# TESMTH - (Holt-Winters's) Triple Exponential Smoothing

Returns the (Holt-Winters) triple exponential smoothing out-of-sample forecast estimate.

## Syntax

TESMTH(X, Order, Alpha, Beta, Gamma, L, Optimize, T, Return Type)

X is the univariate time series data (a one-dimensional array of cells (e.g. rows or columns)).

Order is the time order in the data series (i.e. the first data point's corresponding date (earliest date=1 (default), latest date=0)).

Order Description
1 ascending (the first data point corresponds to the earliest date) (default)
0 descending (the first data point corresponds to the latest date)

Alpha is the level smoothing factor (alpha should be between zero(0) and one(1) (exclusive)). If missing or omitted, 0.333 value is used.

Beta is the trend smoothing factor (beta should be between zero(0) and one(1) (exclusive)). If missing or omitted, 0.333 value is used.

Gamma is the seasonal change smoothing factor (gamma should be between zero(0) and One(1) (exclusive)). If missing or omitted, 0.50 value is used.

L is the season Length or duration in units of steps.

Optimize is a flag (True/False) for searching and using optimal value of the smoothing factor. If missing or omitted, optimize is assumed False.

T is the forecast time/horizon beyond the end of X. If missing, a default value of 0 (Latest or end of X) is assumed.

Return Typeis a number that determines the type of return value: 0(or missing)=Forecast,1=Alpha,2=Beta,3=Gamma,4=level component(series),5=trend component(series),6=seasonal component(series),7=one-step forecasts(series).

Return Type Description
0 or omitted Forecast value
1 Level smoothing parameter (alpha)
2 Trend smoothing parameter (beta)
3 Seaonal smoothing parameter (gamma)
4 level component (series)
5 trend component (series)
6 seasonal component (series)
7 one-step (in-sample) forecasts (series)

## Remarks

1. The time series is homogeneous or equally spaced.
2. The time series may include missing values (e.g. #N/A) at either end.
3. The time series must have only positive values observation, Otherwise, TESMTH function returns #VALUE!
4. The multiplicative Holt-Winters exponential smoothing method is a robust forecasting method for seasonal time series with additive trend.
5. The multiplicative Holt-Winters seasonal model is appropriate for a time series in which the amplitude of the seasonal pattern is proportional to the average level of the series, i.e. a time series displaying multiplicative seasonality.
6. The recursive form of the Holt-Winters triple exponential smoothing equation is expressed as follows:

$$\begin{array}{l} \hat{F}_t(m)=(S_t + m\times b_t)\times C_{t-L+m}\\ \\ S_{t\succ L}=\alpha (X_t / C_{t-L})+ (1-\alpha)(S_{t-1}+b_{t-1})\\ b_{t\succ L}=\beta (S_t - S_{t-1})+(1-\beta)b_{t-1}\\ C_{t\succ L}=\gamma (X_t / S_t)+ (1-\gamma)C_{t-L} \end{array}$$
Where:
• $X_t$ is the value of the time series at time t.
• $L$ is the season Length or duration.
• $S_{t}$ is a smoothed estimate of the level component.
• $b_{t}$ is a smoothed estimate of the trend component.
• $C_{t}$ is a smoothed estimate of the seasonal indices component.
• $\alpha$ is the level smoothing coefficient.
◆ ◆ ◆ ◆ ◆
> ACTIVITY LIST:
1: Do these statements agree with the TESMTH page? For each of (a), (b) and (c), answer yes or no and quote the words of the page that decide it.
(a) When Gamma is missing or omitted, a value of 0.333 is used.
(b) The time series may have missing values at either end.
(c) A Return Type of 5 returns the seasonal component.
2: Copy the TESMTH page word for word, starting with "L is the season" and going on through "is assumed False.".

> DATA RECORDS:
◆ ◆ ◆ ◆ ◆
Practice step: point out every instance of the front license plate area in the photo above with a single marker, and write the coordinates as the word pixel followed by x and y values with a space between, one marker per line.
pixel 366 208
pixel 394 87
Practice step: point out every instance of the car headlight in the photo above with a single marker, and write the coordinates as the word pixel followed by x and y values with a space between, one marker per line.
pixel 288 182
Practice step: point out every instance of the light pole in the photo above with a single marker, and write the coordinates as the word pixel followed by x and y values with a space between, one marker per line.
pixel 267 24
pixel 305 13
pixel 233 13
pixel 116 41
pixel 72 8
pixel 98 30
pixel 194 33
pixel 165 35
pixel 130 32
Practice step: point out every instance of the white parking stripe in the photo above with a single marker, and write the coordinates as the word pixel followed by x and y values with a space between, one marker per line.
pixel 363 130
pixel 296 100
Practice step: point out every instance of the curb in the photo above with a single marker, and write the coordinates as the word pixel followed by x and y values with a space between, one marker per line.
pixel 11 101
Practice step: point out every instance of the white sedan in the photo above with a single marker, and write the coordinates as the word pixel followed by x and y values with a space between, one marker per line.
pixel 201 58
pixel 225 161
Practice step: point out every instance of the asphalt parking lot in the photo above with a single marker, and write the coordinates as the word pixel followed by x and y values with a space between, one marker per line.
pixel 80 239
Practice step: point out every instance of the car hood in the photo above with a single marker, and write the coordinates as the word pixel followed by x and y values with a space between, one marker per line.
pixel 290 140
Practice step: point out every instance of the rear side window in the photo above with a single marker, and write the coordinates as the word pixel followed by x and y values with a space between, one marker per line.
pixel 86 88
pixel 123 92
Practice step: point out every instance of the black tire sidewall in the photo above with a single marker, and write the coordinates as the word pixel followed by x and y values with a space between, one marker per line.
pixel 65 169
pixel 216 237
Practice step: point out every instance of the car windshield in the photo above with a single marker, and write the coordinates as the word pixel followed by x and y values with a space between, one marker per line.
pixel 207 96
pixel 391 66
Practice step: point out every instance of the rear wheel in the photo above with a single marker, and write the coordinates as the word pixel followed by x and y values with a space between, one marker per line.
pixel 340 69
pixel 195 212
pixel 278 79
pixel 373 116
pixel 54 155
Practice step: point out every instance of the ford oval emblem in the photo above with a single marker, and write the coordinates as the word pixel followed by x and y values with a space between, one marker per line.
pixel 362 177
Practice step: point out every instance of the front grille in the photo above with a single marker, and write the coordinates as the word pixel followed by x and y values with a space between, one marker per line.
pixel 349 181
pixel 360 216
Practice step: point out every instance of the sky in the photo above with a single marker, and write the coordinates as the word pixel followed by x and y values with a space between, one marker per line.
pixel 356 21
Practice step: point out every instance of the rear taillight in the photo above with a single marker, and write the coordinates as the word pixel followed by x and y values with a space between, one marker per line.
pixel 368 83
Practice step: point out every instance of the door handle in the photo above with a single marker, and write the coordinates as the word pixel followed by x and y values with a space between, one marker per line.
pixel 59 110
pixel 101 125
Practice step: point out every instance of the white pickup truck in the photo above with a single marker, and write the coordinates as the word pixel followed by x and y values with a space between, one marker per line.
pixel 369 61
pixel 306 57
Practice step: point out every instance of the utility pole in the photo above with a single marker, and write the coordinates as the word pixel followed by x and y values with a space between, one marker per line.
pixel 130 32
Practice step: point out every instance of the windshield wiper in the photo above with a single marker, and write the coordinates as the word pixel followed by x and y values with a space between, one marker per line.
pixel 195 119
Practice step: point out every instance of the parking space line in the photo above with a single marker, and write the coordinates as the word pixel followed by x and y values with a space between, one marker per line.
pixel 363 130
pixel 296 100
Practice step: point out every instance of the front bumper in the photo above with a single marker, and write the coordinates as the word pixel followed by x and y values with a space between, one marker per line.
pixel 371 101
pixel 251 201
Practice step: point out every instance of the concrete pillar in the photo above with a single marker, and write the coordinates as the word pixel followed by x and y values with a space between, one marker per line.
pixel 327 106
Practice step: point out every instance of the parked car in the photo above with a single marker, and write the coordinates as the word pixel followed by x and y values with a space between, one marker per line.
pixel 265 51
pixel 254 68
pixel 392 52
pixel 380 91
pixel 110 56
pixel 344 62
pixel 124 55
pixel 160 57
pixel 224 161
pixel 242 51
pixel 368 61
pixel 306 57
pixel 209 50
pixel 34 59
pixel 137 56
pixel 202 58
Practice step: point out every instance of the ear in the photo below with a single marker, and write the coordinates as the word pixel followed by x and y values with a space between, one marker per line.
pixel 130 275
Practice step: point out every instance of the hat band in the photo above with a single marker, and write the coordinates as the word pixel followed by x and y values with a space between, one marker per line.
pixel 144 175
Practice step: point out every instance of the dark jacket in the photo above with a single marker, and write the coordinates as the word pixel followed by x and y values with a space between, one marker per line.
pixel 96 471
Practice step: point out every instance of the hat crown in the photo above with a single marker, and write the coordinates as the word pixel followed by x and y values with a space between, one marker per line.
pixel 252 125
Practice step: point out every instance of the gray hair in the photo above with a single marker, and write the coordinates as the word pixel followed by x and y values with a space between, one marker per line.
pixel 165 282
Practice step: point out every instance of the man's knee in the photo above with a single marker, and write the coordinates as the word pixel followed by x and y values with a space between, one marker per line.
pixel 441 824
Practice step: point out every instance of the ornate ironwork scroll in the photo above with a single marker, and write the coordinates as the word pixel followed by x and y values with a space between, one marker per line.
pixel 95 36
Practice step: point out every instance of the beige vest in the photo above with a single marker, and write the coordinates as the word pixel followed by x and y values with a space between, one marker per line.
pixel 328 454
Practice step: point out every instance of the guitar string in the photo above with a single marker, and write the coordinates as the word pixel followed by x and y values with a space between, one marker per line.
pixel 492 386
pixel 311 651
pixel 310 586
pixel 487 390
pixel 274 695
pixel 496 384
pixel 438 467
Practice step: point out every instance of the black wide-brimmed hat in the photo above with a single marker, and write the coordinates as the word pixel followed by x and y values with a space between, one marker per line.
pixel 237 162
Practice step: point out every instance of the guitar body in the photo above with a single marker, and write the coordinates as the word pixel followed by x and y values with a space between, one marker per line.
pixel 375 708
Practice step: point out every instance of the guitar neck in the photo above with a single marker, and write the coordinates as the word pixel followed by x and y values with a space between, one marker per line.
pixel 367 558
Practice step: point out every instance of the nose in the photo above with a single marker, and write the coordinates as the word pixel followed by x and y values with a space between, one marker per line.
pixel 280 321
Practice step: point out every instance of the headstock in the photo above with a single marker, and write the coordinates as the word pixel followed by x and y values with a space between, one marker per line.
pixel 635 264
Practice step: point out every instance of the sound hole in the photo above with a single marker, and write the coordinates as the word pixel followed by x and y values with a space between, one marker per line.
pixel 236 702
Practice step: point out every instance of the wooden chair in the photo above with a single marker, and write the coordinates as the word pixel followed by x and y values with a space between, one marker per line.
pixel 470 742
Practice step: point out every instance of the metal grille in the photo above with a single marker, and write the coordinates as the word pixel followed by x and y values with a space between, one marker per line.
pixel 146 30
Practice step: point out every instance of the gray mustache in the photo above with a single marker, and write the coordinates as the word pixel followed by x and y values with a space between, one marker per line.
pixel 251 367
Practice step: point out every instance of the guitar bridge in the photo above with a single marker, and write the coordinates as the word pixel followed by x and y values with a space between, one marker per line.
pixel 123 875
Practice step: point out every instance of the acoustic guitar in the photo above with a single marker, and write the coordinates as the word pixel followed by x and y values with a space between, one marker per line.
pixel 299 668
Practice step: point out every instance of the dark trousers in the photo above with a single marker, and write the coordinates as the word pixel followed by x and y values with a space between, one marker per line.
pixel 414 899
◆ ◆ ◆ ◆ ◆
> TASK SOLUTIONS:
1:
(a) No: "If missing or omitted, 0.50 value is used."
(b) Yes: "The time series may include missing values (e.g. #N/A) at either end."
(c) No: "5 trend component (series)"

2:
L is the season Length or duration in units of steps.

Optimize is a flag (True/False) for searching and using optimal value of the smoothing factor. If missing or omitted, optimize is assumed False.